Ask Slashdot: Can Tech Help Monitor or Mitigate a Mine-Flooded Ecosystem?
An anonymous reader writes "The dam break which flooded toxic mining sediments into Quesnel Lake, British Columbia will affect the food web of a very important fisheries ecosystem for many years to come. Here is the challenge; I am asking the people here to come up with suggestions for new and inventive ways to monitor and or help mitigate this horrendous ecological disaster. A large portion of a huge world famous food and sport fishery is at stake. The challenges ahead will take thinking outside the box and might not just be effectively done by conventional means." What would you do, and what kind of budget would it take?
The flaw with this analysis is the timeline. Yes, the short term impact on the cleaned beaches was pretty horrendous, but it remains to be seen how this plays out over time as the ecology recovers
Hear, hear. The "cleaned" beaches may come back closer to the original - after they've been repopulated by pioneer speecies and gone through the whole beach-equivalent of the succession to climax forest. The uncleaned beaches may get where they're going more quickly, but that may be somewhere other than where they started. And so on.
Maybe, once the toxins have been cleaned up by lifeforms in one case, the soil rebuilt and recolonized by successive populations of organisms in the other, they'll come back to what they once were. (Assuming the area hasn't been reshaped by then.) Maybe they'll come back as something else - like the "flip-flop" island of recent history: Lobsters ate the snails and kept their population down. A hurricane wiped out the lobsters. Attempts to recolonize by importing lobsters failed. Turned out the snail population boomed once the lobsters were gone and it got to where a newly introduced lobster would, within minutes, pick up enough snail riders to weight it down and eat IT, so now the ecology was stable in a different mode. So in either case the beach ecology may converge to a different equilibrium.
But there are sections of the Pacific Northwest where a natural phenomenon did something similar: Two glacers met along the front of the ice cap during the last ice age. When things finally melted they melted last, forming a dam holding back an ocean. When it finally melted through, the ocean poured through in that one spot. It scoured an area comparable to an eastern state down to bedrock, washing everything from topsoil to gravel to rocks to boulders off toward the Pacific. The area STILL is nearly as lifeless as the moon.
So my bet is the unwashed beach will reach a robust and stable exology in historic time. But I wouldn't be surprised if, even with lots of sea life washed up by wave action, the washed beach takes geologic time to make a similar recovery.

DATA SECTION:
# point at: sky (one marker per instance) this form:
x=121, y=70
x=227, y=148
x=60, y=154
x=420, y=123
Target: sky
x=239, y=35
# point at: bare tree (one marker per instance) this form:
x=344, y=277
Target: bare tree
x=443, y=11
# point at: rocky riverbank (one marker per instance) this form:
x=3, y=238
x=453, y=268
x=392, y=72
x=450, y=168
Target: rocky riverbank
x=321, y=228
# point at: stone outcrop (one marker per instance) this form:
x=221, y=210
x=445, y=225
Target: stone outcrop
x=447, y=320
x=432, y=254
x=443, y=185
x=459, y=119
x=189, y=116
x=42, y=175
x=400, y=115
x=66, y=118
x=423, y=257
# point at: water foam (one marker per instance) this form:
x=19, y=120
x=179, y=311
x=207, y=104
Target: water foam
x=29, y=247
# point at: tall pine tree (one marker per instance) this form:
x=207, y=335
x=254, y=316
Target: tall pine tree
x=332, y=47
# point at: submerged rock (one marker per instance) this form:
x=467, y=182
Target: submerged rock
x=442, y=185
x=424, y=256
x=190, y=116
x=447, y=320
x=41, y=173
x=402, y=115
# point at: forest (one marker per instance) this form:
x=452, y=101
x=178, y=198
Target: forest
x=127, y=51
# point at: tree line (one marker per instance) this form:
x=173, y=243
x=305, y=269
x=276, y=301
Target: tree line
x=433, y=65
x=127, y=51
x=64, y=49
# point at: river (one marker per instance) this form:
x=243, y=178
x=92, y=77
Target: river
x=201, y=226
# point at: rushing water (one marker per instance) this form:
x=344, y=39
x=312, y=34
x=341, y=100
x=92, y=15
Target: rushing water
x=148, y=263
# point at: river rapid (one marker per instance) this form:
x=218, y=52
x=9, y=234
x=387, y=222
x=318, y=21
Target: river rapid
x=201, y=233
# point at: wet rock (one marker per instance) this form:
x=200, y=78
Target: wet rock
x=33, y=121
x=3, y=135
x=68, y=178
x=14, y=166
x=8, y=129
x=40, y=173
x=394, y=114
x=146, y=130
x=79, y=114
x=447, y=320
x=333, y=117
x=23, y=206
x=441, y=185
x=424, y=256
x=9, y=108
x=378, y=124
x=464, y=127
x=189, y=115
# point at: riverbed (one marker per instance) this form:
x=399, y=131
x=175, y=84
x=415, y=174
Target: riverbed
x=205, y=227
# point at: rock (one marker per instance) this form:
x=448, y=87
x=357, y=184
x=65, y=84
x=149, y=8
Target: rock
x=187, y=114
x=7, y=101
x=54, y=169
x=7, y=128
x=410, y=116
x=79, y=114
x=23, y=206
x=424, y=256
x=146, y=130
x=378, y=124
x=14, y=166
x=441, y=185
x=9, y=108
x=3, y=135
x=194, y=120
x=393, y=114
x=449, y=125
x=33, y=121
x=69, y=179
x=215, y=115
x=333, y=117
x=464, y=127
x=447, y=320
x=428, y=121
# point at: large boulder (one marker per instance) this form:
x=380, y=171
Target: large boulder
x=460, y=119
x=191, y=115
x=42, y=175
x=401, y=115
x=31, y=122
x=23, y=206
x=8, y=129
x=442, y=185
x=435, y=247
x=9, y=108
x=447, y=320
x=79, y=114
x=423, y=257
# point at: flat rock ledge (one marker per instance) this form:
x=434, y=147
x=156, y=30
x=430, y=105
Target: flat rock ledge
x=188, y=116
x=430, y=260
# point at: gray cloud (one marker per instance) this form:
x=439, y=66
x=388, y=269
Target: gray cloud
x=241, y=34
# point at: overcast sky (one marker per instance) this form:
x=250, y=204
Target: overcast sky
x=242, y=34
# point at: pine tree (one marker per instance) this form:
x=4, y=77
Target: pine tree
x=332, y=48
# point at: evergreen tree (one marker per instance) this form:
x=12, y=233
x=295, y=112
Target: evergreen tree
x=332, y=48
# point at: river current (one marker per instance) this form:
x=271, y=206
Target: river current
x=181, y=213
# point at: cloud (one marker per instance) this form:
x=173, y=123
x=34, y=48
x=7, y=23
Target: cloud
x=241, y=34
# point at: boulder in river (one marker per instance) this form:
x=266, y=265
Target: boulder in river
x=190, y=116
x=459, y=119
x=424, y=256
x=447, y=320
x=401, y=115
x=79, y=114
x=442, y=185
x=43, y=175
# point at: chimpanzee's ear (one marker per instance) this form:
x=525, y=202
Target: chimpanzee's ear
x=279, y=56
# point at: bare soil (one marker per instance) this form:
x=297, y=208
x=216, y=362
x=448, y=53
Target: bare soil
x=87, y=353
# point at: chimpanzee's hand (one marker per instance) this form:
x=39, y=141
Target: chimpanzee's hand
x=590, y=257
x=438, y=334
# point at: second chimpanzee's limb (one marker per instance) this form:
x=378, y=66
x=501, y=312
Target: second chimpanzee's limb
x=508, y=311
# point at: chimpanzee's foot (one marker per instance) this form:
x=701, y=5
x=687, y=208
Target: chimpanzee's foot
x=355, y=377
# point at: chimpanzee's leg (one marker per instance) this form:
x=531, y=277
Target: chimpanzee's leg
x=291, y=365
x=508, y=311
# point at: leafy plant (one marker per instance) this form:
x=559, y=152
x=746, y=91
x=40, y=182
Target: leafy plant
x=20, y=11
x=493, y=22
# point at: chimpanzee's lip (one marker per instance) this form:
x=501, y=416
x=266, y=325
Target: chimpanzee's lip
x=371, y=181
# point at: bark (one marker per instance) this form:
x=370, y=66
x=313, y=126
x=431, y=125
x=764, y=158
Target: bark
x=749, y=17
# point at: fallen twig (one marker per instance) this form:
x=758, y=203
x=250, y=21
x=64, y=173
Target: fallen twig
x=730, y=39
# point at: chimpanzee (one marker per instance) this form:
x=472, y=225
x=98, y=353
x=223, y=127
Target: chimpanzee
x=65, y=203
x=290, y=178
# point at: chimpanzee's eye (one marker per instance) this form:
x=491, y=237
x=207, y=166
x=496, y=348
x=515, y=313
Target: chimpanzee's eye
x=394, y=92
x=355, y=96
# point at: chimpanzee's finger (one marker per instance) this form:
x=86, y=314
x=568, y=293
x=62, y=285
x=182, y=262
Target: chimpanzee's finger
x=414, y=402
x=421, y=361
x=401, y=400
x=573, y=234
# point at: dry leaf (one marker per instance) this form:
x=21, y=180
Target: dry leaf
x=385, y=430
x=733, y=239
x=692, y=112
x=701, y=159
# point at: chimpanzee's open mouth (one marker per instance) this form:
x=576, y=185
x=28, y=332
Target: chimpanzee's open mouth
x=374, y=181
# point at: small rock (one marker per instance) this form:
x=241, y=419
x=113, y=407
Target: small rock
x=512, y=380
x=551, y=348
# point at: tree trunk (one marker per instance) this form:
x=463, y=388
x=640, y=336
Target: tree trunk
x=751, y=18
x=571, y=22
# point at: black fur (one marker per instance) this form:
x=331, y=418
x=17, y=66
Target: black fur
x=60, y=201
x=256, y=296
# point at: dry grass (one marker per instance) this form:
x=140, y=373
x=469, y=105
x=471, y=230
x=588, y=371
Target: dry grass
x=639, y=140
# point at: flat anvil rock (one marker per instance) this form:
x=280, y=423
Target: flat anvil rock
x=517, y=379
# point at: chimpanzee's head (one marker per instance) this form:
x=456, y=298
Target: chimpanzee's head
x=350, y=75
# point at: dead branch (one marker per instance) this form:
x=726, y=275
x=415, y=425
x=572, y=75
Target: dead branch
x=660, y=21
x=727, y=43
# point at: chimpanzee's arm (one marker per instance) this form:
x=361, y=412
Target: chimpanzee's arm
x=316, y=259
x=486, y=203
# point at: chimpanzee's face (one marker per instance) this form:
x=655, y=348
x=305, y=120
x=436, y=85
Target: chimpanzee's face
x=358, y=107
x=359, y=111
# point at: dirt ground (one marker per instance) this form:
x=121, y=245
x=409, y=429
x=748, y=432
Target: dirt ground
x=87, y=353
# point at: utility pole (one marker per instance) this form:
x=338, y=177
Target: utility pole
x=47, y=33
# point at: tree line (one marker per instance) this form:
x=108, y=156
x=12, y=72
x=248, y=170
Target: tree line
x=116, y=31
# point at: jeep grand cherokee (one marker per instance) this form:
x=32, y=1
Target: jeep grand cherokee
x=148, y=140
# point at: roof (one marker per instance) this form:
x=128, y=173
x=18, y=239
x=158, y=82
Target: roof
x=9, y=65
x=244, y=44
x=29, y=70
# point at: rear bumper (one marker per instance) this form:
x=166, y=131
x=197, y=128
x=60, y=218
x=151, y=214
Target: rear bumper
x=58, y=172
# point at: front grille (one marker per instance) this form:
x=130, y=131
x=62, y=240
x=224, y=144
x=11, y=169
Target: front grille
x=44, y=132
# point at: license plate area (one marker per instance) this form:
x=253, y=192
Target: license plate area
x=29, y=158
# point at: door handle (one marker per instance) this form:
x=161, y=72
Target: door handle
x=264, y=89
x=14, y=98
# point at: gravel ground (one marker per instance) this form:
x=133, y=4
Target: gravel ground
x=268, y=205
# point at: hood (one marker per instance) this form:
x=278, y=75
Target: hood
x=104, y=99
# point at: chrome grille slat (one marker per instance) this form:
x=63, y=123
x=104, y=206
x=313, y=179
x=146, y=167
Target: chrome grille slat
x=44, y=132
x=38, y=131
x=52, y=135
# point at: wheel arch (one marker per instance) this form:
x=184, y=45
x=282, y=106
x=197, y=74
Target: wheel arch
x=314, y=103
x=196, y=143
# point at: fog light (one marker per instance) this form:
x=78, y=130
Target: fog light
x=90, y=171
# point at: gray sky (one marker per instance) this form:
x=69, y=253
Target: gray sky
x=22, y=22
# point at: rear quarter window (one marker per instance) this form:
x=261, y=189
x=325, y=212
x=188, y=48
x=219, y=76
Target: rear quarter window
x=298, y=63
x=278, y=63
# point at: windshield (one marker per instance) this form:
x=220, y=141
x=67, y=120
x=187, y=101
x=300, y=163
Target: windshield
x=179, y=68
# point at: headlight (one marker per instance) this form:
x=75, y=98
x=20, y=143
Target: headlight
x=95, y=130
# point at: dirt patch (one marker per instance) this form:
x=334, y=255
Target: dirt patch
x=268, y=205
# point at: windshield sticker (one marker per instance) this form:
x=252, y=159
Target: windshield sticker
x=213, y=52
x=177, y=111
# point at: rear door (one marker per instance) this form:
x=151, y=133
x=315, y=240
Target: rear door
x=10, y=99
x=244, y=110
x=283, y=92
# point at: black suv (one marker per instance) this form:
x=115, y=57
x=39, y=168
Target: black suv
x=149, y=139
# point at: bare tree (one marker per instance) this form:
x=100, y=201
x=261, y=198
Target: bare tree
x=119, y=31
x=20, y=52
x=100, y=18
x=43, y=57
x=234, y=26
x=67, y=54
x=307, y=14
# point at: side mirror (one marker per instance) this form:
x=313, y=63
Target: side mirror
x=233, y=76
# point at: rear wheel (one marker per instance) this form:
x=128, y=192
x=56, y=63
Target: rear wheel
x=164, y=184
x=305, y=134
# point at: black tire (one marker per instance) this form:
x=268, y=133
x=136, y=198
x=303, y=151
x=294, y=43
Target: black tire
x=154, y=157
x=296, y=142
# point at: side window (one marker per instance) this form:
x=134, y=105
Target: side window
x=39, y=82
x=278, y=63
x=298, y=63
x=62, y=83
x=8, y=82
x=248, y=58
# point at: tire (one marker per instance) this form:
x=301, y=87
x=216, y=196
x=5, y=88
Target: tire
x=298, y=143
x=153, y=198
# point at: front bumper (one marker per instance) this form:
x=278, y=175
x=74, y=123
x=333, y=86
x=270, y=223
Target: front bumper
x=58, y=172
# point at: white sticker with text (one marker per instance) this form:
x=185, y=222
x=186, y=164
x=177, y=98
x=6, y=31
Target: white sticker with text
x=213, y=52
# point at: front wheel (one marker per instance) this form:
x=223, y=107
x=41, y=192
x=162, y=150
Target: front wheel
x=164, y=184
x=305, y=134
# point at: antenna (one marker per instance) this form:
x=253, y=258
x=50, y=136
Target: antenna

WORK INSTRUCTIONS:
a. According to the Ask Slashdot text, which lake had toxic mining sediments flooded into it by the dam break?
b. Please transcribe the part of the Ask Slashdot text that begins at the words "But there are" and stops after the words "as the moon.".

ACTIVITY ANSWERS:
a. Quesnel Lake, British Columbia.

b.
But there are sections of the Pacific Northwest where a natural phenomenon did something similar: Two glacers met along the front of the ice cap during the last ice age. When things finally melted they melted last, forming a dam holding back an ocean. When it finally melted through, the ocean poured through in that one spot. It scoured an area comparable to an eastern state down to bedrock, washing everything from topsoil to gravel to rocks to boulders off toward the Pacific. The area STILL is nearly as lifeless as the moon.